Information:
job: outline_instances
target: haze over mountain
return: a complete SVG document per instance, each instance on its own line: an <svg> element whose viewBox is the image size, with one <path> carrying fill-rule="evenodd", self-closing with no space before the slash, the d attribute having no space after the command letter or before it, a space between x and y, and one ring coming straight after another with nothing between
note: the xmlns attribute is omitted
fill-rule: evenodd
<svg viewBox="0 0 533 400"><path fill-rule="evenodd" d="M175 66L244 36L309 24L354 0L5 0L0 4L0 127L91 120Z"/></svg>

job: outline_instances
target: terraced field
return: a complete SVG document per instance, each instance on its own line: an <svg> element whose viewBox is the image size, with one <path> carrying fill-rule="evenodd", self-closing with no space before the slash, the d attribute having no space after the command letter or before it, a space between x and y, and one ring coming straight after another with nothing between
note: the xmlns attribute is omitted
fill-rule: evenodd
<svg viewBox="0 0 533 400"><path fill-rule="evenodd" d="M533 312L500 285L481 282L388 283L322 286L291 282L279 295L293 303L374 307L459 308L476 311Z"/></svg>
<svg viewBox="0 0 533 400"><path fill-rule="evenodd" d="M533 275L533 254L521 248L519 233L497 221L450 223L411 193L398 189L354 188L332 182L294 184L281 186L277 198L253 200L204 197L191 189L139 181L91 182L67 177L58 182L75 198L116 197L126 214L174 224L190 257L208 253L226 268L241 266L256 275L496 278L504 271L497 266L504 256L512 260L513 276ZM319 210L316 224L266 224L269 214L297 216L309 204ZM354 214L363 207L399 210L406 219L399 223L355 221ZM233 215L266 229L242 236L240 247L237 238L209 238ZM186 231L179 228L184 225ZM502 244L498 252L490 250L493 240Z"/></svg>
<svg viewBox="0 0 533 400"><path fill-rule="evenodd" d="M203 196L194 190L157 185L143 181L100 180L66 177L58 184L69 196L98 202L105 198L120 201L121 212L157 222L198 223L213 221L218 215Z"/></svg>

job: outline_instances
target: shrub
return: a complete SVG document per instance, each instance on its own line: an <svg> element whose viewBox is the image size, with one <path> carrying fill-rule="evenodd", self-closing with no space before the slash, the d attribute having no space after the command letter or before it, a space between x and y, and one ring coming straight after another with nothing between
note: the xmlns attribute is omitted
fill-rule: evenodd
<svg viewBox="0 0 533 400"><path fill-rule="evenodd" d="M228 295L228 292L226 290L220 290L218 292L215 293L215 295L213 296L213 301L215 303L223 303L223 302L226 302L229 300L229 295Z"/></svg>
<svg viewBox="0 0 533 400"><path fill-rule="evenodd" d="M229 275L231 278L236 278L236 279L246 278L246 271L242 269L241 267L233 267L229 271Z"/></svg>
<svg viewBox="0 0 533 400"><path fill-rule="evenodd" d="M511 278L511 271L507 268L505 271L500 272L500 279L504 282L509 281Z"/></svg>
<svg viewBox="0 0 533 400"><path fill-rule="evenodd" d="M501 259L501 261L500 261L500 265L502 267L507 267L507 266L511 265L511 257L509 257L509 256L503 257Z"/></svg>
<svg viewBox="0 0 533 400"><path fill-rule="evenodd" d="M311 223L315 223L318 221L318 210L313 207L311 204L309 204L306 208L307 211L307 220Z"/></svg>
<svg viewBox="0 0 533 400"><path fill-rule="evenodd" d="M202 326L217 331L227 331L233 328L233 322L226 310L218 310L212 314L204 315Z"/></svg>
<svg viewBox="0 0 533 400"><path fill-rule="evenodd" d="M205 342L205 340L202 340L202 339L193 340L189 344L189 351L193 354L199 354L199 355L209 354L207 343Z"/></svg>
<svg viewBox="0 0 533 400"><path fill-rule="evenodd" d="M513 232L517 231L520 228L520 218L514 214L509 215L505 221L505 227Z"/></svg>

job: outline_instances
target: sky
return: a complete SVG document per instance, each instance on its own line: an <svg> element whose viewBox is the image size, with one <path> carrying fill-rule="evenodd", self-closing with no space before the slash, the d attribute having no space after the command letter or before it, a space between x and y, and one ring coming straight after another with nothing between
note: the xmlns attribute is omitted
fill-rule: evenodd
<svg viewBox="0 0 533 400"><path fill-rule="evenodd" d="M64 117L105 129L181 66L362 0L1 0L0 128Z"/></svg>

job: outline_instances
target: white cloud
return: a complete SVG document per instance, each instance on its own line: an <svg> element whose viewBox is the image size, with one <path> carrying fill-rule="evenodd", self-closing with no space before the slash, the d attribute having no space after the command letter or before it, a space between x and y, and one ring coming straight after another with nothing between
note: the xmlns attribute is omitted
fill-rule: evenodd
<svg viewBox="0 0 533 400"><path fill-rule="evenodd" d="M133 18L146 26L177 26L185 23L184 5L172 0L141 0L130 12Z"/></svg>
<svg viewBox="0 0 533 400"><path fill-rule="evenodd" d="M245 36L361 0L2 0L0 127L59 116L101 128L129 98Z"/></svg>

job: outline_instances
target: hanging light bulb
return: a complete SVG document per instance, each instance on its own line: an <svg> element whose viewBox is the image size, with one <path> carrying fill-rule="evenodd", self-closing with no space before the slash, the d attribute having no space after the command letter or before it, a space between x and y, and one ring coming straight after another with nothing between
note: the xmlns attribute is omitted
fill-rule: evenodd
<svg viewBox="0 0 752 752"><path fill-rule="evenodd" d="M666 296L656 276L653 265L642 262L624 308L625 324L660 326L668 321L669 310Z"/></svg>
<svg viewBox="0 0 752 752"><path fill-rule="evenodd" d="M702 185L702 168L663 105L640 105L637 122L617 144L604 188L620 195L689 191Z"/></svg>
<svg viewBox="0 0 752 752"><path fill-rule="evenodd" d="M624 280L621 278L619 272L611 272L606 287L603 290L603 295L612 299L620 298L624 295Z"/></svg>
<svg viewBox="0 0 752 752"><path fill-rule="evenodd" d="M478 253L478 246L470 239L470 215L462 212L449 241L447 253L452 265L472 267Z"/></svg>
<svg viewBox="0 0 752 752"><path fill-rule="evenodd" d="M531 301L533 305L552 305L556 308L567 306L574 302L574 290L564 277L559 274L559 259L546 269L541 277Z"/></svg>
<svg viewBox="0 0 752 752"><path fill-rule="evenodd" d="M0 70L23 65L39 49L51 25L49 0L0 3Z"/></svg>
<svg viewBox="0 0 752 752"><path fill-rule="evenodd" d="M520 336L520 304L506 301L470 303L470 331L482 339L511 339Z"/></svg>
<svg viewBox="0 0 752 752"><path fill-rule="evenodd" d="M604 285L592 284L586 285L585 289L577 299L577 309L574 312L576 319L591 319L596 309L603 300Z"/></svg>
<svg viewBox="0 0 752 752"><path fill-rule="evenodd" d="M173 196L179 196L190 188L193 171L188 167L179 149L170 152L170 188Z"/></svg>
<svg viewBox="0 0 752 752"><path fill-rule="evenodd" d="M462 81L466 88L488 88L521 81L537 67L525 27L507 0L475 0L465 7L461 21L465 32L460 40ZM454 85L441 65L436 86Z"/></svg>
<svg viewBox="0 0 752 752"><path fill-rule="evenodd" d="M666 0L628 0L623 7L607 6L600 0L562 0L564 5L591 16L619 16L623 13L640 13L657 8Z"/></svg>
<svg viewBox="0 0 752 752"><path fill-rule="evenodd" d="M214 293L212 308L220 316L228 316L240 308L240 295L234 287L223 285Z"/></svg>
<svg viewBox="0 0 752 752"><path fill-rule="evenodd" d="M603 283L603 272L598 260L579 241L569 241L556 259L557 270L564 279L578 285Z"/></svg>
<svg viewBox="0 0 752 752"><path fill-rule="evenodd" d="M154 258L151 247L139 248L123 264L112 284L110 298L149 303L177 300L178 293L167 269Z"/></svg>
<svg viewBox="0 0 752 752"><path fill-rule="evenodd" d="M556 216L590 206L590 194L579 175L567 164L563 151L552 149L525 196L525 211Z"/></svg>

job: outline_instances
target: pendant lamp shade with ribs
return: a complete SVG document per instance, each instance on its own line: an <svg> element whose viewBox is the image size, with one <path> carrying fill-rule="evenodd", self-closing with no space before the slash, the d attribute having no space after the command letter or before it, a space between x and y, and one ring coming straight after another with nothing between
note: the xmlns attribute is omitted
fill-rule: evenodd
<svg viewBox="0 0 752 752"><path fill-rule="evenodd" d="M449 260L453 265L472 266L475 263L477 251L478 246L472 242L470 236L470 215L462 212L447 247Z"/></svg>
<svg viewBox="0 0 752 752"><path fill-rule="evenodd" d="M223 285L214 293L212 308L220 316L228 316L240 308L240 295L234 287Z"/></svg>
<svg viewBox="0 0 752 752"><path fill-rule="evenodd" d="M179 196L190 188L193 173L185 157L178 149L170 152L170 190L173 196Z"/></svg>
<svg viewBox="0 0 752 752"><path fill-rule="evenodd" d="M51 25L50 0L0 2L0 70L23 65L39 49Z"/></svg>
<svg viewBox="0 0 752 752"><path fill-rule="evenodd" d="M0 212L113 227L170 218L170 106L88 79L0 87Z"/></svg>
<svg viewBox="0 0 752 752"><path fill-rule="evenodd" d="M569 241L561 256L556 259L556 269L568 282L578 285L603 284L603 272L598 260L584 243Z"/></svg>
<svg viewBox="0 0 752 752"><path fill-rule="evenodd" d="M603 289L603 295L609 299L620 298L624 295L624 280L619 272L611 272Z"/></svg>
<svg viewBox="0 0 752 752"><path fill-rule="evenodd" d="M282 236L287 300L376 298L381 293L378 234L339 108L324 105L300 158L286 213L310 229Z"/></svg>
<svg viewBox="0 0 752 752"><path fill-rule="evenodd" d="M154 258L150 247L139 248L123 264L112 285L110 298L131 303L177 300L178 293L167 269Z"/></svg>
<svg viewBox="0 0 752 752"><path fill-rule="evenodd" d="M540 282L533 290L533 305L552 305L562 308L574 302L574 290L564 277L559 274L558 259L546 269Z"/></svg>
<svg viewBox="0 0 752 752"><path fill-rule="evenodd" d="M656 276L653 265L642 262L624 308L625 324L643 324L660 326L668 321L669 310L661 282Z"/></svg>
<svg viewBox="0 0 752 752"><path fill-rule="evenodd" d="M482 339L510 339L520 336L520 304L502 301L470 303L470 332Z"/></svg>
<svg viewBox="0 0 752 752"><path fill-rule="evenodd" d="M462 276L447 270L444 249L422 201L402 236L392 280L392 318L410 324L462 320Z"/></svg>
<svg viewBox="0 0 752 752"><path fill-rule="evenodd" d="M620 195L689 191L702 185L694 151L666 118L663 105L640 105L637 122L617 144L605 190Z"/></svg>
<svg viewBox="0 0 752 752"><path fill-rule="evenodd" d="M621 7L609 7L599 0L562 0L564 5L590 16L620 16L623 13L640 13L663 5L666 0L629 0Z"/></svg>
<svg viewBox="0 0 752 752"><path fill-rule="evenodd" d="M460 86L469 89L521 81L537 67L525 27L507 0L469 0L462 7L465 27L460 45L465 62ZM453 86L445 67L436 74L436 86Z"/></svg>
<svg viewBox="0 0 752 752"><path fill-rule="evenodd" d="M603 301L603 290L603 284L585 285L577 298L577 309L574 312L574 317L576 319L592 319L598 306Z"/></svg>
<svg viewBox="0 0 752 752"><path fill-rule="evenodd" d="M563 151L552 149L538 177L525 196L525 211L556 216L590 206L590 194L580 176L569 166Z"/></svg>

Required work:
Reproduce exactly the first line of the listing and every line after it, through the one containing "target: haze over mountain". Nothing else belongs in the output.

Completed task:
job: outline_instances
target: haze over mountain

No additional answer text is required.